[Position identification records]
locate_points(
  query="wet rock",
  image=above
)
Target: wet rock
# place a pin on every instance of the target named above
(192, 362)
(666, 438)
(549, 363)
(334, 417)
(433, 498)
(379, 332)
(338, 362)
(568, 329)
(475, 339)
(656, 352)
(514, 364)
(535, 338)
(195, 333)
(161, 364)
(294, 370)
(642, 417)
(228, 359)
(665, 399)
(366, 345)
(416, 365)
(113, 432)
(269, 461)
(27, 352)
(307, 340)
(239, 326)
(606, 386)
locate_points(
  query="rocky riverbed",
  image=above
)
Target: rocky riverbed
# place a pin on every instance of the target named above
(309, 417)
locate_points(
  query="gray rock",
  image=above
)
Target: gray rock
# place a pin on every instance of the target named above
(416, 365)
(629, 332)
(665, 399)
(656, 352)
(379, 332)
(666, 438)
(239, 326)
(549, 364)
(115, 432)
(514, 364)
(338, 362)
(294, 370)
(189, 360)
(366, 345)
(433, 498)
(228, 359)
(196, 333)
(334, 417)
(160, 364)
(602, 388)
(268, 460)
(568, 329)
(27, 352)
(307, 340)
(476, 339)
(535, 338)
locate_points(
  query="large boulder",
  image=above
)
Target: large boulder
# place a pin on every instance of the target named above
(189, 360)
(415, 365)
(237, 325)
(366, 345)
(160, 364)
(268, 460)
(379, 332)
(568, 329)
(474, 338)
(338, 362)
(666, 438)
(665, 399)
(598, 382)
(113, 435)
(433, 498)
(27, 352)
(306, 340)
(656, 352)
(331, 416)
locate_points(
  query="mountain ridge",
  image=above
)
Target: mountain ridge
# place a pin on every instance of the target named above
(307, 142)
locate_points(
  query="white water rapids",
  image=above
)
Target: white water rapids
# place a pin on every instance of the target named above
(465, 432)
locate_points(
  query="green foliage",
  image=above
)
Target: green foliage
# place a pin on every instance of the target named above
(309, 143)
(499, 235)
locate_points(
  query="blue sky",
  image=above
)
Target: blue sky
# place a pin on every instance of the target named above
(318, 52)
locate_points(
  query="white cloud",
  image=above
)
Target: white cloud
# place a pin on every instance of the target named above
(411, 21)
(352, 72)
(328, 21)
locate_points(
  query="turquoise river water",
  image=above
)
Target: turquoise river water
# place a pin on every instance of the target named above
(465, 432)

*Exercise*
Transcribe each entry exactly.

*Result of the task*
locate_points(
  query="wet rock",
  image=above
)
Target: wet rock
# place a pin on every instance of the target named above
(192, 362)
(666, 438)
(549, 363)
(334, 417)
(433, 498)
(379, 332)
(338, 362)
(568, 329)
(475, 339)
(656, 352)
(514, 364)
(535, 338)
(195, 333)
(161, 364)
(294, 370)
(642, 417)
(228, 359)
(665, 399)
(366, 345)
(416, 365)
(113, 432)
(269, 461)
(27, 352)
(307, 340)
(239, 326)
(606, 386)
locate_points(
  query="rocky riverbed",
  image=above
)
Target: rocky riverbed
# place a pin on every instance of the target named above
(309, 417)
locate_points(
  query="gray rock",
  image=above
)
Target: gray rock
# place a pin on every instance of the target named above
(416, 365)
(629, 332)
(665, 399)
(656, 352)
(379, 332)
(666, 438)
(239, 326)
(549, 364)
(115, 432)
(514, 364)
(338, 362)
(294, 370)
(189, 360)
(366, 345)
(433, 498)
(228, 359)
(196, 333)
(334, 417)
(160, 364)
(602, 388)
(268, 460)
(568, 329)
(27, 352)
(307, 340)
(476, 339)
(535, 338)
locate_points(
  query="large boulder",
  image=above
)
Target: large boulder
# place a pin on every instance of the target named above
(189, 360)
(415, 365)
(237, 325)
(366, 345)
(160, 364)
(268, 460)
(379, 332)
(568, 329)
(474, 338)
(338, 362)
(666, 438)
(665, 399)
(598, 382)
(113, 435)
(433, 498)
(27, 352)
(306, 340)
(656, 352)
(331, 416)
locate_points(
  query="mountain ridge",
  image=above
)
Target: mountain ridge
# place a pin on every instance of the target named above
(307, 142)
locate_points(
  query="white water rapids",
  image=above
)
Target: white water rapids
# place a pin on every instance of the target named above
(465, 432)
locate_points(
  query="green foliage",
  image=above
)
Target: green foliage
# place a pin on every instance of the target named above
(309, 143)
(499, 235)
locate_points(
  query="blue sky",
  image=above
)
Target: blue sky
# place a pin on every instance of the target named above
(318, 52)
locate_points(
  query="white cloud",
  image=above
)
Target: white cloud
# place a pin on every instance of the target named above
(411, 21)
(352, 72)
(328, 21)
locate_points(
  query="turquoise river water",
  image=above
)
Target: turquoise river water
# place a pin on every instance of the target named above
(465, 432)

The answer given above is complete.